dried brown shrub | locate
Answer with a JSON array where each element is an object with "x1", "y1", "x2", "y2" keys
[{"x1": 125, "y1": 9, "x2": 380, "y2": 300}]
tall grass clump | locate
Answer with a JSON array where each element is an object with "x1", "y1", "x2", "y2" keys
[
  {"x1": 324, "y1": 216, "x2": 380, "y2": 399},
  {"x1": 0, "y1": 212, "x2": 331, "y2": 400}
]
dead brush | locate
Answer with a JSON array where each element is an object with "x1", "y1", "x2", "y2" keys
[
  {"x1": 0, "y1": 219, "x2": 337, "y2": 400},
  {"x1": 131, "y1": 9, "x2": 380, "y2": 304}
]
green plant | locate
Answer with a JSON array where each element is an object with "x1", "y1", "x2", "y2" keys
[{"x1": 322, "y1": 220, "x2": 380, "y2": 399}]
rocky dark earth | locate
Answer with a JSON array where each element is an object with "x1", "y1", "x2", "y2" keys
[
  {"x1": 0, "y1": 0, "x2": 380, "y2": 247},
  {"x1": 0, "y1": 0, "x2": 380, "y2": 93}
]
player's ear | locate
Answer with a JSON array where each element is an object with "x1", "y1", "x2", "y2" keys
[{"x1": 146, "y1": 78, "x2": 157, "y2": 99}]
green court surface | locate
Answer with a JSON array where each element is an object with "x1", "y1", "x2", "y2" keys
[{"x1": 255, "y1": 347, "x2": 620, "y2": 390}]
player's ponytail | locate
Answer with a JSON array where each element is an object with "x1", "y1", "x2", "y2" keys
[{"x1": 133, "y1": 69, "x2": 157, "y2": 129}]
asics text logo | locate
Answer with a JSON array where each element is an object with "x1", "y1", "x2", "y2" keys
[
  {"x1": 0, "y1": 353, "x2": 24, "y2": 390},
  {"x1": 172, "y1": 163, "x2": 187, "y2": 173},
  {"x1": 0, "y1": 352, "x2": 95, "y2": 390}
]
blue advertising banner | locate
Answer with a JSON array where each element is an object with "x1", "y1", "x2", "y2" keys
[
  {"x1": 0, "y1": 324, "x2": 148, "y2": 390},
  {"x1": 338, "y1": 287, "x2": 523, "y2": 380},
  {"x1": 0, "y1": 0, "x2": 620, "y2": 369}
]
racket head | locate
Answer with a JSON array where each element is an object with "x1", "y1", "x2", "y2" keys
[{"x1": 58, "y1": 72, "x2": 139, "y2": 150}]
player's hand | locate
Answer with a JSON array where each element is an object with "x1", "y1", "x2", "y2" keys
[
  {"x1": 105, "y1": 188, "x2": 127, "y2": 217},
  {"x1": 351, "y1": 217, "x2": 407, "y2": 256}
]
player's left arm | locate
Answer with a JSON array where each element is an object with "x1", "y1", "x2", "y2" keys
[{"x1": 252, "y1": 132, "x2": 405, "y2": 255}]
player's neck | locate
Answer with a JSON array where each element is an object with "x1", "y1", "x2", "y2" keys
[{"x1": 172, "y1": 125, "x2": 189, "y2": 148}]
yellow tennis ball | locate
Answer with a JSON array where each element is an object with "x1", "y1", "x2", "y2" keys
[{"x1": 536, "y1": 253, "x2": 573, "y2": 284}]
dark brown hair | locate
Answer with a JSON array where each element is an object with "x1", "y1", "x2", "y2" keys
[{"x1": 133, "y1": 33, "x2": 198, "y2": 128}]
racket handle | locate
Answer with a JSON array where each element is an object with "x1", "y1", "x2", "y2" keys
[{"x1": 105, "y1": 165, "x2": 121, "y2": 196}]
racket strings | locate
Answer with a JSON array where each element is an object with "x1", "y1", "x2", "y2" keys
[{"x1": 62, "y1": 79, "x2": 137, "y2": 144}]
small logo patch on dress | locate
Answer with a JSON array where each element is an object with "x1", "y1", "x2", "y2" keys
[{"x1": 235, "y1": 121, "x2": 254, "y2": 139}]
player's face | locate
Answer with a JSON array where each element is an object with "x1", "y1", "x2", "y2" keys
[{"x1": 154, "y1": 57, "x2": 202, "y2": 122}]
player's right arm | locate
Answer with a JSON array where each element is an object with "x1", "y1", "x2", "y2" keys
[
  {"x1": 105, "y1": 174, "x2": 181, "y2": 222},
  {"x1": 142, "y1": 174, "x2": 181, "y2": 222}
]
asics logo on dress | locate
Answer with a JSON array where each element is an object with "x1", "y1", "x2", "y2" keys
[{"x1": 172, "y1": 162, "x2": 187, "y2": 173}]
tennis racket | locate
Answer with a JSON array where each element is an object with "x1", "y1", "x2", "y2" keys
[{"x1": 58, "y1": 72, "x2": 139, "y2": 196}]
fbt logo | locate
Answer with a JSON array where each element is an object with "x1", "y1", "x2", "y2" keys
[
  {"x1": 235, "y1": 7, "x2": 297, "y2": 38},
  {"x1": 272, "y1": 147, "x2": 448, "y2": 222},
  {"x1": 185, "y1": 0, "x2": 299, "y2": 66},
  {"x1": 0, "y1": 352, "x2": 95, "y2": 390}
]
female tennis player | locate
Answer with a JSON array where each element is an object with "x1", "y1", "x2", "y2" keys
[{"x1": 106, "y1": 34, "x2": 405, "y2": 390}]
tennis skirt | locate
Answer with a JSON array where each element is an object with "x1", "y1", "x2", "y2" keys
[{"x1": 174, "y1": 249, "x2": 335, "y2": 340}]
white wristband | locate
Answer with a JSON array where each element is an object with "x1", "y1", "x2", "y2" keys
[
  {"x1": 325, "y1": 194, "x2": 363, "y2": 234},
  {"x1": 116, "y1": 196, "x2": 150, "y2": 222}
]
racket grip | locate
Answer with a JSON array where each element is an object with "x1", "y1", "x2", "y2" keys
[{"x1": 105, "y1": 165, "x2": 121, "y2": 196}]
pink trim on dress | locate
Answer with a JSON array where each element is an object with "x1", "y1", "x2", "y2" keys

**Problem description:** Transcribe the stretch of the data from the line containing "racket grip | locate" through the end of the data, reproducing every line verbatim.

**Output below:**
racket grip | locate
Answer with a JSON array where each element is an object with "x1", "y1", "x2", "y2" keys
[{"x1": 105, "y1": 165, "x2": 121, "y2": 196}]
pink trim on dress | locate
Answer with a JSON array where each element is an object with "x1", "y1", "x2", "y2" keys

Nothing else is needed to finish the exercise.